(Stored records)
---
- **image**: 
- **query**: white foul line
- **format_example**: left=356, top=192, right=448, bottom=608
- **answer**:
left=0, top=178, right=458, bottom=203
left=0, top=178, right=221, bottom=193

*About this task*. Give back every line above, unchanged.

*Result for this exercise*.
---
- **image**: 
- **query**: white foul line
- **format_example**: left=356, top=192, right=448, bottom=608
- **answer**:
left=0, top=178, right=458, bottom=203
left=0, top=178, right=221, bottom=193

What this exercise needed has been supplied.